What ya take as an "attack" is just not sugar coating a response to your comments. Learn. 

While I like to fly and have I would not jump in a conversation of jet pilots and not expect them to correct me if I spewed false info- and I would not get my panties in a twist if they did... "oh I am a nice person and did not mean to spout bad info- I said I was a newbie at flying let alone jets"


----------



## tallpaul

wogglebug said:


> Let's just say I've seen you make declarations on some subjects which were flat-out... ah, heck with it it.


I ask this many a time when a comment like this is made... facts sir? If I am proved wrong I will apologize gladly.


----------



## GREENCOUNTYPETE

back when my dad was on a trap leage it payed to reload 12ga but that was probably before the price of lead and most other metals spiked 
but if you are on a trap leauge you will find you can tell the difference between the loads , and while just buying the value pack at walmart is a good price i have found often they are a sub standard quality shell in one case we bought the value pack of winchesters and when thought maybe we needed to get out eyes checked we patterned a few , they were using cardboard wads and it was putting a hole right in the center of the pattern so you often get what you pay for 

the shells we made were as good as winchester AA trap super handi caps we used 7 1/2 hard lead. the books will tell you how to make something very close to your favorite shell 
and some will give hints for tuning it to what you want 

this was the only thing we ever loaded it was worth it to us we were at the time about 2.25 a box at todays prices i would guess 3.00 or 3.25 a box


----------



## radiofish

Well I see that someone else uses the 7.62X25mm Tokarev rounds. That is a fun one to find reloading dies for. I have lots of surplus and factory ammunition for my CZ-52's to fire.

For my CCW weapons, I use factory loaded ammunition. If you have to use your CCW weapon with reloaded ammunition, you are setting yourself up for lots of legal fees defending the ballistics of your reloaded ammunition. That is why I only use factory ammunition when I carry my concealed weapons.

Otherwise, I go to a friend and use his reloading equipment for hand loading 9mm parabellum (9X19mm), .45 a.c.p., .30-06 Springfield, and .357 magnum rounds. I have plenty of 12 gauge shotgun spent shells, and I may ask my friend to reload a batch or two soon. Lets see - powder, primers, wads. lead shot and a reloader with the appropiate dies. I have enough 7.62X54mm Russian mil-surplus and factory ammunition to last a long time. Reloading .22LR rimfire ammunition would not be worthwhile.

That and the military surplus ammunition spent steel cases are not reloadable!!!!!

(Labeled-object pointing entries)
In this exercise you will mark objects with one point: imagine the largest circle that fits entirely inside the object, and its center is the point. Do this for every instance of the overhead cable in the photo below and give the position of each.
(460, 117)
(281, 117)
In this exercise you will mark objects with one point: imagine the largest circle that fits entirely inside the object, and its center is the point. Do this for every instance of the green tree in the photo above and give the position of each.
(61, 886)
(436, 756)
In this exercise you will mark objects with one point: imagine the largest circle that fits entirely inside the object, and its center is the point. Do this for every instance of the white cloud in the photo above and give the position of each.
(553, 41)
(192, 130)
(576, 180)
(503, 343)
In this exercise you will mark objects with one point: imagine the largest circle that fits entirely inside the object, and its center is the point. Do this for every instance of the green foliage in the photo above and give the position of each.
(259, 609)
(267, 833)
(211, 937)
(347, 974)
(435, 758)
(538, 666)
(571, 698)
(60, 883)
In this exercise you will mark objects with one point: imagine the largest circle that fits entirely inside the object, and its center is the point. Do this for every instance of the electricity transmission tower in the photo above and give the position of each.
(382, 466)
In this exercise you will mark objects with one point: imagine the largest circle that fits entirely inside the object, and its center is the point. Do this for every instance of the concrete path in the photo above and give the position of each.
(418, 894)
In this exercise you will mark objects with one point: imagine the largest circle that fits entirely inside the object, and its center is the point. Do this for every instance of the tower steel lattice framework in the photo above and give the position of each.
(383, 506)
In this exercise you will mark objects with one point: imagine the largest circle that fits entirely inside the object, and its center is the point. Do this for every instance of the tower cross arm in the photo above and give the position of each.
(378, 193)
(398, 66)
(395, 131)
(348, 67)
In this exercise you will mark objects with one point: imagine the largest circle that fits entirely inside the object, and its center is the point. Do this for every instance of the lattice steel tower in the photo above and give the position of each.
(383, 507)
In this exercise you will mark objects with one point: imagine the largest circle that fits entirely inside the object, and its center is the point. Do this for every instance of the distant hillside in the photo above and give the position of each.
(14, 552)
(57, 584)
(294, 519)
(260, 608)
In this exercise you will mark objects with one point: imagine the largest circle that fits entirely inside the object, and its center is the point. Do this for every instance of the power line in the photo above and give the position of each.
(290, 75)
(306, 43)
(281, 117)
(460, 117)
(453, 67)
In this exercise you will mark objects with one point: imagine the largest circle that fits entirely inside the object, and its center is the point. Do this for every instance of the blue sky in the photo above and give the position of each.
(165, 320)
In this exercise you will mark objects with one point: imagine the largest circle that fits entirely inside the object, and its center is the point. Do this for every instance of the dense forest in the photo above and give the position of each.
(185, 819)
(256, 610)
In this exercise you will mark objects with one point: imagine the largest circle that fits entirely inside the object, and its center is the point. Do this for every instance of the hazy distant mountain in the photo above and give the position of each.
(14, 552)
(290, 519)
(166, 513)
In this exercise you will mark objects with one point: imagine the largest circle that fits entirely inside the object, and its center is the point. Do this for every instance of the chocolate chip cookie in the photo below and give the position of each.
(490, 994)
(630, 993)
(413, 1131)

--

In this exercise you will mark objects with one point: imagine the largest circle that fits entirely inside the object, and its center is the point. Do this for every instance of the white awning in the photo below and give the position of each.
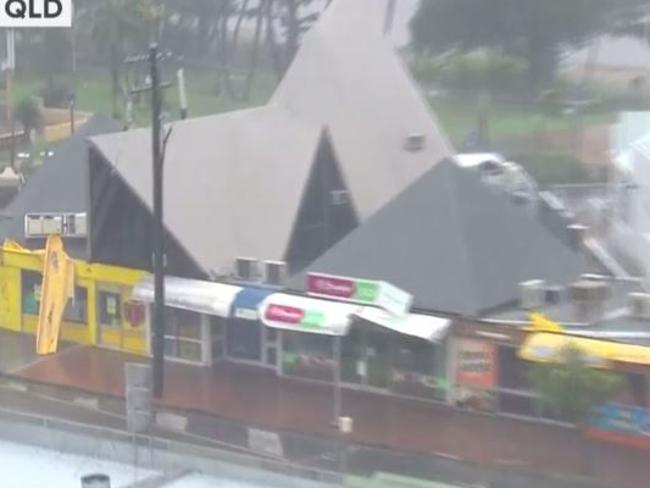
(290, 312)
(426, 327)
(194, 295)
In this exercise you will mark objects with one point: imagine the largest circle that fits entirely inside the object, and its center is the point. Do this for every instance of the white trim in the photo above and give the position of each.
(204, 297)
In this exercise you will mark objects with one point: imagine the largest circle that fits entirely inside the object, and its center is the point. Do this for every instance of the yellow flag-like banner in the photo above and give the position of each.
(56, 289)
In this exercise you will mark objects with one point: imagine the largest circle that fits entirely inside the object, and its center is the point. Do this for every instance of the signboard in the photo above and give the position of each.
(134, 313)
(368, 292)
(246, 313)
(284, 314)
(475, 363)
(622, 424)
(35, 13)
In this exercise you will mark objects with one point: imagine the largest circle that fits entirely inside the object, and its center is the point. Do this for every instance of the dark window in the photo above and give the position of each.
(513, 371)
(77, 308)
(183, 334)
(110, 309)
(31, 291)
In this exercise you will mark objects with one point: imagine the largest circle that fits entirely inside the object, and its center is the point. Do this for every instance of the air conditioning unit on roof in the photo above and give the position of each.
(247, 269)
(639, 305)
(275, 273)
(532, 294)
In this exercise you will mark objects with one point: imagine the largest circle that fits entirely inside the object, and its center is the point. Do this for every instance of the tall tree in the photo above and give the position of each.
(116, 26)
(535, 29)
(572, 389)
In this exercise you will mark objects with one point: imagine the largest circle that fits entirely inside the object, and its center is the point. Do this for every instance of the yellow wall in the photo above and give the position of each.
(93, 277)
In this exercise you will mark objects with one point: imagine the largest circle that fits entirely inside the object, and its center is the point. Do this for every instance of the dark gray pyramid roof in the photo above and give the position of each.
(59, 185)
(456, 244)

● EXERCISE OBJECTIVE
In the reloading forum thread, what kind of wads were in the value-pack Winchester shells that got patterned?

● EXERCISE RESULT
Cardboard wads.